**Excerpt provided:**
--

The first step is obtaining a national insurance number, which should be issued at the same time as the asylum decision. It may be difficult to open a bank or other account until there is money coming in, at the same time as being told that account details are required on claim forms. Payments of benefits or tax credits can still be made by cheque, however, and an authority to open an account should be issued with the decision.
Problems and delays with child benefit claims are particularly common due to requests for birth certificates which may have been lost or destroyed when the refugee fled their home. Home Office documents should be accepted, and can be verified and copied in person at a DWP office or Revenue enquiry centre. Interim payments of benefits are also possible if it is likely that the person will be entitled to an award. A crisis loan can be made in some situations, including where there is no money for children due to a delay by the Revenue. If children are in need, contacting social services is also an option. Making a complaint, contacting the local MP or threatening judicial review may all help to get a decision made urgently. Once a refugee has a roof over their heads and is able to feed and clothe themselves and their children, and has a chance to learn English and settle into a community, they will have the opportunity to build on the contributions made to this country over hundreds of years by migrants from all over the world.

--

**Things to do:**
1. In the passage on refugee benefit claims, what documents should be accepted when a birth certificate has been lost or destroyed?
2. Summarize the passage on refugee benefit claims in two sentences.
3. Carry on the passage on refugee benefit claims from its final sentence.

**Data:**
--

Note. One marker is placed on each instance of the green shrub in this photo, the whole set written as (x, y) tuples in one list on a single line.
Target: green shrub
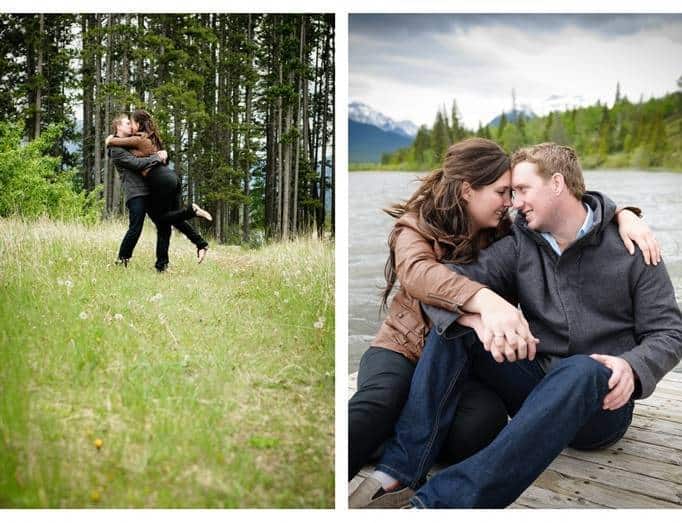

--

**The results:**
1. Home Office documents.

2. A refugee's first step is getting a national insurance number, which should come with the asylum decision, and benefits can be paid by cheque while a bank account is hard to open. Child benefit claims are often delayed by requests for birth certificates, but Home Office documents should be accepted, and interim payments, crisis loans, social services, complaints, contacting the local MP or threatening judicial review can all help.

3.
- 1. Section 3, Immigration & Asylum Act, 1999
- 2. Income Support (General) regulations, Schedule 1B, 1
- 3. An average of 22 months in 1997, UKBA press release, 26 Feb 2010
- 4. Articles 23 & 24, 1951 Geneva Convention relating to the Status and Protocol of Refugees
- 5. UNHCR Handbook as quoted in R(IS)9/98, para 23
- 6. DWP Social Fund Guide, paragraphs 132, 309, 312, 388
- 7. DWP Social Fund Guide, Direction 27(3)(b)
- 8. Child Benefit and Guardian's Allowance (Administration) Regulations 2003, reg 6(2)(d) & (3)
- 9. Income Support (General) Regs, Reg 23(2); JSA Regs, Reg 88(2); DWP Social Fund Guide, para 388
- 10. Tax Credits (Immigration) Regulations, 2003, regulation 3(5)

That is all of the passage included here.